(Records from a data collection)
..............................

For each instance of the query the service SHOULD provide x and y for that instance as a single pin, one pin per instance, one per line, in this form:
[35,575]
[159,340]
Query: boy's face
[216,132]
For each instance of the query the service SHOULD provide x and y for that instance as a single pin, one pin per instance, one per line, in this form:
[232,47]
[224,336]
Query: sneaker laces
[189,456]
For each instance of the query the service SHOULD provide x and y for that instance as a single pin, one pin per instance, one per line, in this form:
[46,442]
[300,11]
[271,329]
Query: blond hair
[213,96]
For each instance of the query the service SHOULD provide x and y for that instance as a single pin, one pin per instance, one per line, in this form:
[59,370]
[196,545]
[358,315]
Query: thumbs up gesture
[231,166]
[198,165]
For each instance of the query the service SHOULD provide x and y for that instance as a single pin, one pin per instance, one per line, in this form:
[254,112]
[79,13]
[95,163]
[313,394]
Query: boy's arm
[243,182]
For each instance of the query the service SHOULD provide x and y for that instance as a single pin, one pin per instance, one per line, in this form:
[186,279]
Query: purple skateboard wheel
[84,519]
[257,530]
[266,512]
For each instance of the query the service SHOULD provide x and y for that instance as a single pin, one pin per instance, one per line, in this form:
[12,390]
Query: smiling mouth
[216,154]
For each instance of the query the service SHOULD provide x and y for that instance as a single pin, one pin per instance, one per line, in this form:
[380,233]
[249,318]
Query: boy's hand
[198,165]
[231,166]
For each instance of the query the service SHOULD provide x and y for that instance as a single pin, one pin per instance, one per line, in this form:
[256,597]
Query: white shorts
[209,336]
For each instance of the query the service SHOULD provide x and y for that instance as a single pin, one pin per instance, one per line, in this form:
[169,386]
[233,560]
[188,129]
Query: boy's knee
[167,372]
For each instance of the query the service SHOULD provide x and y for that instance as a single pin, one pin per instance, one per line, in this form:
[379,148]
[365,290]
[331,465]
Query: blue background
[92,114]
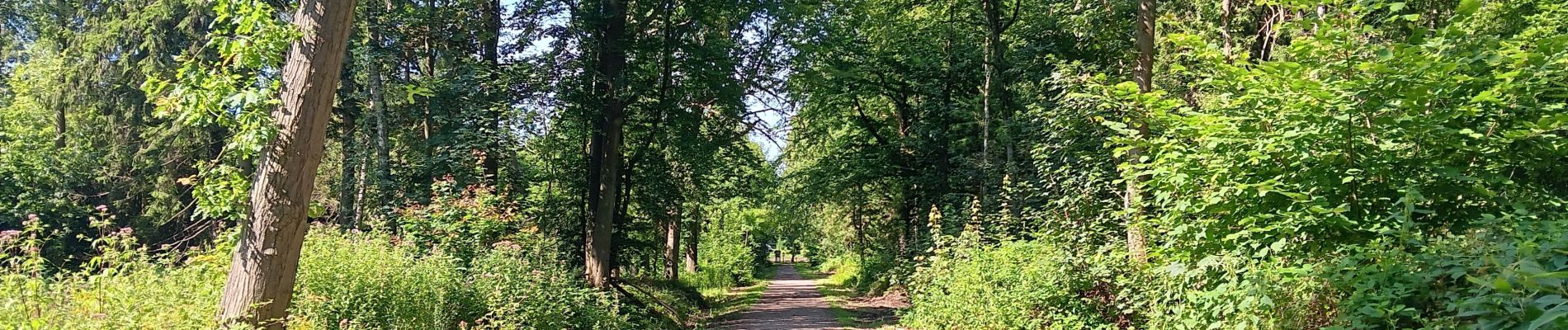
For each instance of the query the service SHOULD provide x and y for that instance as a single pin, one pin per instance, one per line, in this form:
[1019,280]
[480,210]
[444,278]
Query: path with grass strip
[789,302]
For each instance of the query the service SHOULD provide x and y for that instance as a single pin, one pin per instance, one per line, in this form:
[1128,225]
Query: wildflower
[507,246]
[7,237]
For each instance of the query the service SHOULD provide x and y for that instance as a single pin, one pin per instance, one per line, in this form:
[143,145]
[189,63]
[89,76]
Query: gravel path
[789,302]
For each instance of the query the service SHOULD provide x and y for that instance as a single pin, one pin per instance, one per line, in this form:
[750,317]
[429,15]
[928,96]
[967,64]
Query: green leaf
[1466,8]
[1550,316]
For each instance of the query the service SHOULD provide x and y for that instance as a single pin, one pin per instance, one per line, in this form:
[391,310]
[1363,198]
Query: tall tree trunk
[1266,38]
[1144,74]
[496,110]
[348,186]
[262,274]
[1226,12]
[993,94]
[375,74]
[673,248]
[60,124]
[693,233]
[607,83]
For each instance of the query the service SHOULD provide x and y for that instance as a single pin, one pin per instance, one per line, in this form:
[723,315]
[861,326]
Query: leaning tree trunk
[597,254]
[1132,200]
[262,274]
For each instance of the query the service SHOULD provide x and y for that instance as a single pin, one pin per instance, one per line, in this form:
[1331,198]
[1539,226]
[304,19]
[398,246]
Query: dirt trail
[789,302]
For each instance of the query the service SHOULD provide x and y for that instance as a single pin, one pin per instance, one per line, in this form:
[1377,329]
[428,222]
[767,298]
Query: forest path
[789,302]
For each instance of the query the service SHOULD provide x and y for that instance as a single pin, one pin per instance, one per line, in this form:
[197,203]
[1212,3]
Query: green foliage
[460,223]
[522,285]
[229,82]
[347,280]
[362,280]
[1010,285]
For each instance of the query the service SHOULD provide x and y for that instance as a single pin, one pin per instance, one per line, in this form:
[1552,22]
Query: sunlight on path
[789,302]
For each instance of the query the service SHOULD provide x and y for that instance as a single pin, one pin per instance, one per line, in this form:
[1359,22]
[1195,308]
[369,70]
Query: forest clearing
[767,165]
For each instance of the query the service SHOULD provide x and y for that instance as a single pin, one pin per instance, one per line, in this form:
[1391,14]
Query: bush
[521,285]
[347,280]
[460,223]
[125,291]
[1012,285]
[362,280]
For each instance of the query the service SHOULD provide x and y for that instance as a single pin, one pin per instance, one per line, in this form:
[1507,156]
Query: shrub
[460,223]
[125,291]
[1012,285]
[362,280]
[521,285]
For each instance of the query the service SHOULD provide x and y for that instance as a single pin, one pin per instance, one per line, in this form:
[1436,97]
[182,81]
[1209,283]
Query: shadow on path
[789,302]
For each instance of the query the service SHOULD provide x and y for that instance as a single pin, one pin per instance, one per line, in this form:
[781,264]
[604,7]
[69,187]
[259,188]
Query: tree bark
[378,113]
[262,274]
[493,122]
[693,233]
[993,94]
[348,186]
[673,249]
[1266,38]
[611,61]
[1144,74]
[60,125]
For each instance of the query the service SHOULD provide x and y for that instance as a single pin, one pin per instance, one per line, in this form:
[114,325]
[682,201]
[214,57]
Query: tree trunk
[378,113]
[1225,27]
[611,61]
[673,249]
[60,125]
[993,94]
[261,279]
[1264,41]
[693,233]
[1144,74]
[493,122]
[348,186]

..............................

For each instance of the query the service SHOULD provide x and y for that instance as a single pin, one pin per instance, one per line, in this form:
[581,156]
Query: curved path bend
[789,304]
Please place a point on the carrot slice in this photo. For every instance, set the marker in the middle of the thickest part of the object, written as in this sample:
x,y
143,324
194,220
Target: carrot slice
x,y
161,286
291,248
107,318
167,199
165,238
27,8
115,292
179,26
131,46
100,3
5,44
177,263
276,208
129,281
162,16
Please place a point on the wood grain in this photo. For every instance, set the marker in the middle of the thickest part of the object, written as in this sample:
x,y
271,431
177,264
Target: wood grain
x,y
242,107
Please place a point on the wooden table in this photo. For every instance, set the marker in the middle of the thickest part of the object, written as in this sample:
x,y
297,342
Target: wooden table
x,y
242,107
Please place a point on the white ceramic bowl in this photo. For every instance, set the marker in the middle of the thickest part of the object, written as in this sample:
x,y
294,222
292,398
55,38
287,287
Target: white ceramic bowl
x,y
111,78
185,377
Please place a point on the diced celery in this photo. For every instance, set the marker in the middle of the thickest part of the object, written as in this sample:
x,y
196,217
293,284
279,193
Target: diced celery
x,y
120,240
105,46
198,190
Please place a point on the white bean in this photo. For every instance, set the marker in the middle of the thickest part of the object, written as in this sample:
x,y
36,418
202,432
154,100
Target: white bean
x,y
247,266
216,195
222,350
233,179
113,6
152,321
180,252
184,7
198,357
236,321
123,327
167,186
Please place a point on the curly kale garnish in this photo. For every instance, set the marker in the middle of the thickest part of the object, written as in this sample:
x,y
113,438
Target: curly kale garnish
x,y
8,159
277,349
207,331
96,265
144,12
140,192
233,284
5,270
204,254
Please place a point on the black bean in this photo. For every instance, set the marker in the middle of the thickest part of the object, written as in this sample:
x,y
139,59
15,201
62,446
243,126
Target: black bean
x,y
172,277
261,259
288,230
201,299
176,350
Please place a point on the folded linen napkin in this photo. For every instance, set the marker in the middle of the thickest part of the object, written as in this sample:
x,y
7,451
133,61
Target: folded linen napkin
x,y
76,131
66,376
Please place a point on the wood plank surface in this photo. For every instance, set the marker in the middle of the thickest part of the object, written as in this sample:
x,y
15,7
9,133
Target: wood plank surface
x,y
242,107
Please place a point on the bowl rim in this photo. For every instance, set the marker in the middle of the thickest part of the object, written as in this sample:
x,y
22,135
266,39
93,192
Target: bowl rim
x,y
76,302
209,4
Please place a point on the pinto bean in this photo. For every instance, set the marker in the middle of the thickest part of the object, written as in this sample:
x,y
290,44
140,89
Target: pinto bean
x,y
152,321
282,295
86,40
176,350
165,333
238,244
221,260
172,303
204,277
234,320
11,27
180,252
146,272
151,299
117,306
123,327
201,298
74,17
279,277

..............................

• [Work request]: All lines of the records above that carry the word "object" should be listed.

• [Task solution]:
Please place a point on the carrot slice in this photo. For every instance, set the marker in the middle of the thickest part of the object, written as in this sample:
Please place a point on the wood grain in this photo. For every instance, set the marker in the middle of the thickest part of the object, written as in this sample:
Please place a point on the wooden table in this photo. For every instance, set the marker in the middle of the thickest part of the object, written as in this sample:
Please place a point on the white ceramic bowl in this photo. For every instance, set the marker in the middle of the thickest part of the object, written as in this sample:
Please place a point on the diced celery in this photo. For every instance, set the marker in the middle of the thickest part of the object, written as in this sample:
Please place a point on the white bean in this photo. For every instance, set the marker in the middle of the thickest part of the object, written as in this sample:
Please place a point on the curly kale garnish in this photo. For every instance, set the marker in the middle of the thickest part of the object, written as in this sample:
Please place a point on the black bean in this photo. For every instance, set the marker in the middle of the thickest part of the object, written as in this sample:
Please place a point on the folded linen napkin in this photo. For every instance, set the marker in the middle of the thickest part of the object, written as in this sample:
Please place a point on the wood plank surface in this photo. For every instance, set the marker in the middle of the thickest part of the object, written as in this sample:
Please place a point on the bowl rim in this photo. For every instance, set the marker in the middle of the thickest part of the object, written as in this sample:
Please place a point on the pinto bean in this photo. For every instance, set the marker in the middle of the thickest part of the object, written as in this sample:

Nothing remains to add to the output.